§ **Your task**
Pick out each line of the records below that contains the string "tree" and copy it. Case counts.

— Begin Data extract —

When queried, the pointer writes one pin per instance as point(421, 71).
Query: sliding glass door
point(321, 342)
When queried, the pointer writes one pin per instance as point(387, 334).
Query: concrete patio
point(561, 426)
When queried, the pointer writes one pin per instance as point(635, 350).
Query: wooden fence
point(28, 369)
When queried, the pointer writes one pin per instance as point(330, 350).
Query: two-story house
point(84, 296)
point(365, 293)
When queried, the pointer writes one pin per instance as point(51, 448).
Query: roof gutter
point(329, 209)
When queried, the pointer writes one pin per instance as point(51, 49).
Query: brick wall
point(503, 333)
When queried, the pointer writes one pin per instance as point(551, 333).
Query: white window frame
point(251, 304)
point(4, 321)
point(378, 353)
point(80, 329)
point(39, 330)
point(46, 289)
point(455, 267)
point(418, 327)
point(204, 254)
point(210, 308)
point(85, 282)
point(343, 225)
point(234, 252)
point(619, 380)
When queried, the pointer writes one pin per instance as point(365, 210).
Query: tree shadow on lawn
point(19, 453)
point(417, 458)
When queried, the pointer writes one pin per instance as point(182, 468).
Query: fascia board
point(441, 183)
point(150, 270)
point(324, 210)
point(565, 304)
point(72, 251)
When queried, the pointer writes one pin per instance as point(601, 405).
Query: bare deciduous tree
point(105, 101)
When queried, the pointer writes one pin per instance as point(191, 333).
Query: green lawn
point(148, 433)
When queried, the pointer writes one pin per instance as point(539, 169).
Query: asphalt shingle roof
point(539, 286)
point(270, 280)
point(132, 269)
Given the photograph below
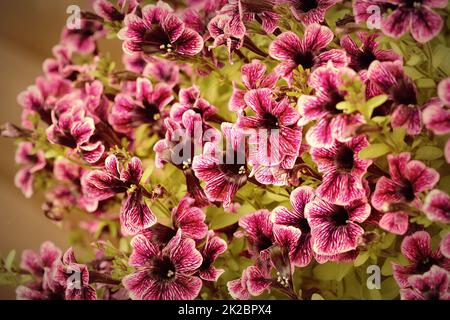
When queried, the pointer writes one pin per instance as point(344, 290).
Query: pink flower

— End Data extract —
— Begin Data extract —

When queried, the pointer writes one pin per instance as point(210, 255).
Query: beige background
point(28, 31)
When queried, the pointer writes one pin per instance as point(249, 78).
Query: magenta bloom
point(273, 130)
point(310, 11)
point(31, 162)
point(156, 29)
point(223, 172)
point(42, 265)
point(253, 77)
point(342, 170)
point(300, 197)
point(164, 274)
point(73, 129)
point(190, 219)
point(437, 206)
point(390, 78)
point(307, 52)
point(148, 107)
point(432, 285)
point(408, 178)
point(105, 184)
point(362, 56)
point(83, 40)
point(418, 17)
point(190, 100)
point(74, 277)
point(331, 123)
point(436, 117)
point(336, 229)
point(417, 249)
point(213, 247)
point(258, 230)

— End Data extract —

§ **Result for this task**
Query: tree shadow on lawn
Query: bare deciduous tree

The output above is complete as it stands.